Short task:
State how many lines in the records below contain the string "glass". Reply with the number alone.

** START The input **

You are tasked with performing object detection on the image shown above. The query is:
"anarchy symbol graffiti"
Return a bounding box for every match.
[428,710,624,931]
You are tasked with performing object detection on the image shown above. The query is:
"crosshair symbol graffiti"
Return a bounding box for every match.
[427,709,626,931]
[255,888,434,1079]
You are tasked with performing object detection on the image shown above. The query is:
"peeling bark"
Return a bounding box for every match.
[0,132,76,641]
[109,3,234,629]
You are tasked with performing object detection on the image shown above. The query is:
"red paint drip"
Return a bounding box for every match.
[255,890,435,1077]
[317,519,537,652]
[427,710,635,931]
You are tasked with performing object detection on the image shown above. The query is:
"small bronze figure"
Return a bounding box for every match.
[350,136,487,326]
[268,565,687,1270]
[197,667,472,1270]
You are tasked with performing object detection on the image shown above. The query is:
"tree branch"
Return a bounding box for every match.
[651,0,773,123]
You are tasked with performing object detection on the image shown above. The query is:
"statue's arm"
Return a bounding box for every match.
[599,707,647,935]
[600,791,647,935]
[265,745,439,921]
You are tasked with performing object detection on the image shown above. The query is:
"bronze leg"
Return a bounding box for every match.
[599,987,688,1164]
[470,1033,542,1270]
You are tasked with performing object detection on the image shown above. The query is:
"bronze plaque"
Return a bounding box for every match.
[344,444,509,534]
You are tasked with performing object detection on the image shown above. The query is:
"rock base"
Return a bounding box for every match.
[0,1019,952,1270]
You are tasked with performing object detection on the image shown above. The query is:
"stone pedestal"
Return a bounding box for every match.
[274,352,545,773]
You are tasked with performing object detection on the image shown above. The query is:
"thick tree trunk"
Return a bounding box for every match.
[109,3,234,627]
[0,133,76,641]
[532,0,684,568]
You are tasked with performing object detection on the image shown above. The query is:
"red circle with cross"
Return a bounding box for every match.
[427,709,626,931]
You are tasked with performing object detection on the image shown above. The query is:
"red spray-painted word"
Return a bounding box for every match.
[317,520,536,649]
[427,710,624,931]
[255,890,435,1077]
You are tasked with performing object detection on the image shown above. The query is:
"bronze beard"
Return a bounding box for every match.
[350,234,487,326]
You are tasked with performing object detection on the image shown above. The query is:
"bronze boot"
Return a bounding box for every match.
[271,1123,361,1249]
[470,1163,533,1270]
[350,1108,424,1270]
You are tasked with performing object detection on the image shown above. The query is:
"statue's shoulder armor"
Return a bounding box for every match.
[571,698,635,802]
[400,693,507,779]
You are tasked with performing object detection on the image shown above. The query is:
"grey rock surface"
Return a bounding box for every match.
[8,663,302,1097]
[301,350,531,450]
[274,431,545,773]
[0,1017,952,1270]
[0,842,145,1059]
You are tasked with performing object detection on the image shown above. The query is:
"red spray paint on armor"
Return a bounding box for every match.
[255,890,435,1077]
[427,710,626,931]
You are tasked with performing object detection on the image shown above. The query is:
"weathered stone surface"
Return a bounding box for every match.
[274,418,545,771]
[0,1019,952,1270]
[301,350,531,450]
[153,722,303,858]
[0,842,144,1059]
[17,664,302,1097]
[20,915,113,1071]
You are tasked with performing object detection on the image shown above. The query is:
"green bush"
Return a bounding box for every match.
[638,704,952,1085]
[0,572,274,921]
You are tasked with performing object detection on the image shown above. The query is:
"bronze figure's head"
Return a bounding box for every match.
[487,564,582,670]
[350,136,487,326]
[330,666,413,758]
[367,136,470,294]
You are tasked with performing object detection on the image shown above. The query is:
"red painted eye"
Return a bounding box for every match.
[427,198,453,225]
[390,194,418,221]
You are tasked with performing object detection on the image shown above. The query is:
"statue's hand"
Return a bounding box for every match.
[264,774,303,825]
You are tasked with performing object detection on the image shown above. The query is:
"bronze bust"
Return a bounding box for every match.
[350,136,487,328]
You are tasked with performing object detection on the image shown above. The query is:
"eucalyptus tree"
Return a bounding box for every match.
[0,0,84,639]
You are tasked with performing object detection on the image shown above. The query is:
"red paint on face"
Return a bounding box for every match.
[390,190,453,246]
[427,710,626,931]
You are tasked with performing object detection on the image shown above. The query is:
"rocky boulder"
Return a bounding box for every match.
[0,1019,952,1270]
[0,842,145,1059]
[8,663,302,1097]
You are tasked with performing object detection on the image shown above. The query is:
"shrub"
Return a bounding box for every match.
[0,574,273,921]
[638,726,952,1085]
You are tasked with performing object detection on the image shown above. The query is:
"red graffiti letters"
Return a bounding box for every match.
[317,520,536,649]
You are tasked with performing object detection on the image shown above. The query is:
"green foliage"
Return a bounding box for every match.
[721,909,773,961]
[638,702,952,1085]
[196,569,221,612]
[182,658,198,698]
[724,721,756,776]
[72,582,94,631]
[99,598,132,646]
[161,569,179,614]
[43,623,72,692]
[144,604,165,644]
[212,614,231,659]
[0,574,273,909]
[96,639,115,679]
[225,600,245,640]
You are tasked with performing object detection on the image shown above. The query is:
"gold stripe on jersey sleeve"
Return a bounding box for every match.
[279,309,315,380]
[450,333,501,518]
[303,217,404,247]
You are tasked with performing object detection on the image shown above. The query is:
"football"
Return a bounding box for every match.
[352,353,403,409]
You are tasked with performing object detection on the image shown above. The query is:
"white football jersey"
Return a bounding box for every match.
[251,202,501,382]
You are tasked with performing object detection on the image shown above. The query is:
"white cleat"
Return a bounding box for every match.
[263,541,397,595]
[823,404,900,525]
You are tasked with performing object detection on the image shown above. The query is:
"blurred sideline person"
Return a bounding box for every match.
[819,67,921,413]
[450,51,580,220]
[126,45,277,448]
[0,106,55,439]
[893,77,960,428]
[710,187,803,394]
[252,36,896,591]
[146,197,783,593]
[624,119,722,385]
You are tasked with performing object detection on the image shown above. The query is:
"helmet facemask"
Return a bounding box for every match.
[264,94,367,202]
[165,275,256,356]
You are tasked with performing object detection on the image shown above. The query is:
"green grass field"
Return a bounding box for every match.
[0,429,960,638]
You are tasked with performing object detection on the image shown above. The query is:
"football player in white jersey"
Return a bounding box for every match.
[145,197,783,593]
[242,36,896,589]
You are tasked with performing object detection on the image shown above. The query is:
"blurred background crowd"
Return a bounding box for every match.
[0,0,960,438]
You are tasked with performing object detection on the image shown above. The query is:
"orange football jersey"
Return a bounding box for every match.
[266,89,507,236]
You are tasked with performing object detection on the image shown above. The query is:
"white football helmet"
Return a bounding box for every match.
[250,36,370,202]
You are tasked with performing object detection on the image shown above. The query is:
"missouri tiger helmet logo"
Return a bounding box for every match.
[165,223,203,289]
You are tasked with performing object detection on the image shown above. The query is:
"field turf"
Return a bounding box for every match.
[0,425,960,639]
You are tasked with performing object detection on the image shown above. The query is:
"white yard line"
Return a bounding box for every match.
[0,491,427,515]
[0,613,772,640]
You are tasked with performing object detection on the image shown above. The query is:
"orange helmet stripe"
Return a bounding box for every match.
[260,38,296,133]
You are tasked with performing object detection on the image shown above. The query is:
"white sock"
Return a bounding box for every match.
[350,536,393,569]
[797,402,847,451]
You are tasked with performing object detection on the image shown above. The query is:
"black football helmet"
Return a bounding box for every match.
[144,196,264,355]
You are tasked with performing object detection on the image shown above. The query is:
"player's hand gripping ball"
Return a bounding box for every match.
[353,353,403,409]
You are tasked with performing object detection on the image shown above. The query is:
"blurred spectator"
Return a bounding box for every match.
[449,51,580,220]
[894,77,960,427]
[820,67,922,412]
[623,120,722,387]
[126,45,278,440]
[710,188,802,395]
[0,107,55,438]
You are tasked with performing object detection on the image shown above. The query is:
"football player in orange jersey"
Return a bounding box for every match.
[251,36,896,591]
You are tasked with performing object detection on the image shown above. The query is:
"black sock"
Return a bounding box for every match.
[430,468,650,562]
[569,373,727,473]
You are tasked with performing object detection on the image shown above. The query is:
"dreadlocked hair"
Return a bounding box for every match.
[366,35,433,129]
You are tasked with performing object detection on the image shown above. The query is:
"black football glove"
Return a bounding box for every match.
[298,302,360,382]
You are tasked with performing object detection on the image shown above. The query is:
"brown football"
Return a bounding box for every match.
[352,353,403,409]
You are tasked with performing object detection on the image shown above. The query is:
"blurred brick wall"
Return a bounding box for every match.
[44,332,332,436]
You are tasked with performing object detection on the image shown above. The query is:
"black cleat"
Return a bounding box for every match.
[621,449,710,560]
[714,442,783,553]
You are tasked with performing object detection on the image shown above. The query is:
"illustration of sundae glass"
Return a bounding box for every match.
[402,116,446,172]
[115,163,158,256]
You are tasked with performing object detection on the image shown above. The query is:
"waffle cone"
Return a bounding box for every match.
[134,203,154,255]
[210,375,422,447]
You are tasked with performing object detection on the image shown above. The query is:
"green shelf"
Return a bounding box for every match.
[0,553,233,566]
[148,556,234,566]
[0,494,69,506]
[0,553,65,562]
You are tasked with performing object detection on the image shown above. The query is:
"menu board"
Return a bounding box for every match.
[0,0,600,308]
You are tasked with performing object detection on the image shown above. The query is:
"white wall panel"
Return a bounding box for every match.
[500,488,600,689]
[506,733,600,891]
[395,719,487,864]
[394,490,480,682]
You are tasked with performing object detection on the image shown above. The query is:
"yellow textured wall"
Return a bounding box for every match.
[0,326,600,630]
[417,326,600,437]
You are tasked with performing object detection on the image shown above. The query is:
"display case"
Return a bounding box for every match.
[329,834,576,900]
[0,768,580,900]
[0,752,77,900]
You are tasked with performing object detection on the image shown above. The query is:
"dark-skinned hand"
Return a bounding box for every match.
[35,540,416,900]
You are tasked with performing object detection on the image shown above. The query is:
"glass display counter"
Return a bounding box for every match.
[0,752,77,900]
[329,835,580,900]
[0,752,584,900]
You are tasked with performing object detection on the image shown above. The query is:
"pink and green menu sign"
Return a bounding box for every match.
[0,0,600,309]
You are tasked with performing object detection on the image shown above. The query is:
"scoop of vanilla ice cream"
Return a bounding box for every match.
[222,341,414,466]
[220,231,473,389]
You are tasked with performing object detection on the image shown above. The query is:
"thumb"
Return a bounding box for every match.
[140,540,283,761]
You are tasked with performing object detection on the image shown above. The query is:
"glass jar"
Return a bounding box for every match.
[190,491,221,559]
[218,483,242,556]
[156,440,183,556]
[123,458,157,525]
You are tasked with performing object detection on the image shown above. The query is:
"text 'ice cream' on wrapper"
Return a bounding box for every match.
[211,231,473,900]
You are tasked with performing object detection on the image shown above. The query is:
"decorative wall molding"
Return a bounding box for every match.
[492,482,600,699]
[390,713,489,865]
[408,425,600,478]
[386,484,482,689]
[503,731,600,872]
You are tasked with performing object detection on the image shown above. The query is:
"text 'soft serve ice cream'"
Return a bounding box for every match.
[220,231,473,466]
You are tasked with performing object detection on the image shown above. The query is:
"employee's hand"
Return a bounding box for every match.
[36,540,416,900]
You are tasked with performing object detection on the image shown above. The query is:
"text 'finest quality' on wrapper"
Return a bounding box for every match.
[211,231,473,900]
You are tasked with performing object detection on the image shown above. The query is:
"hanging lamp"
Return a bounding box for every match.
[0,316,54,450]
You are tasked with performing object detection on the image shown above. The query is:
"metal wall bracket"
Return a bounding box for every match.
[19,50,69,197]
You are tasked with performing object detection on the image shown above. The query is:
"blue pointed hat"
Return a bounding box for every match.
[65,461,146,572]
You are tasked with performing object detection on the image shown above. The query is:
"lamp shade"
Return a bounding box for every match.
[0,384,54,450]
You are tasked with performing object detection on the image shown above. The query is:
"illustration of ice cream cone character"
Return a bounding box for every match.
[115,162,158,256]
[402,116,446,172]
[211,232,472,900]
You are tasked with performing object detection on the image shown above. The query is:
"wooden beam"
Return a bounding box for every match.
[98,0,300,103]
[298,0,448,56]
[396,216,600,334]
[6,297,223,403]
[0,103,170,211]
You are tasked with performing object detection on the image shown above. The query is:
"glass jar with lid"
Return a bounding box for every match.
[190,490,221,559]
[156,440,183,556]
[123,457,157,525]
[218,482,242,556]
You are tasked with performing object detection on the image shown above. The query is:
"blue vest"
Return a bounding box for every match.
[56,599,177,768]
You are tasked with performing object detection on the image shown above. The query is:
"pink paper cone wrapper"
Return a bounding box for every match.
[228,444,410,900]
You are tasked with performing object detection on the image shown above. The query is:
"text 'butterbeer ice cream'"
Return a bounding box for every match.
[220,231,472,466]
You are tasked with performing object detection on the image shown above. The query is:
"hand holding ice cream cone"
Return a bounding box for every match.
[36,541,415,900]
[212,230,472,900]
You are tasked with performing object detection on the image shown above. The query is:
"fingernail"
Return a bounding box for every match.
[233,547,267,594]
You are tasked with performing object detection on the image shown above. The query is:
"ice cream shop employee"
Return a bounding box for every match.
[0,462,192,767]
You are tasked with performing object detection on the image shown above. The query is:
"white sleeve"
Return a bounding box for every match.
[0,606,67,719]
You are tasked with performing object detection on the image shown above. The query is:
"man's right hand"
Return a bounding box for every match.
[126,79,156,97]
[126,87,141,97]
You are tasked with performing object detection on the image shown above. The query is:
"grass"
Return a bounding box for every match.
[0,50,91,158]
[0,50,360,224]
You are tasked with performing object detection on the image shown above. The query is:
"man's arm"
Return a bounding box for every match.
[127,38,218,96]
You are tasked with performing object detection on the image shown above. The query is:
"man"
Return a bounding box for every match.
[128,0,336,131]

** END The input **

Correct answer:
4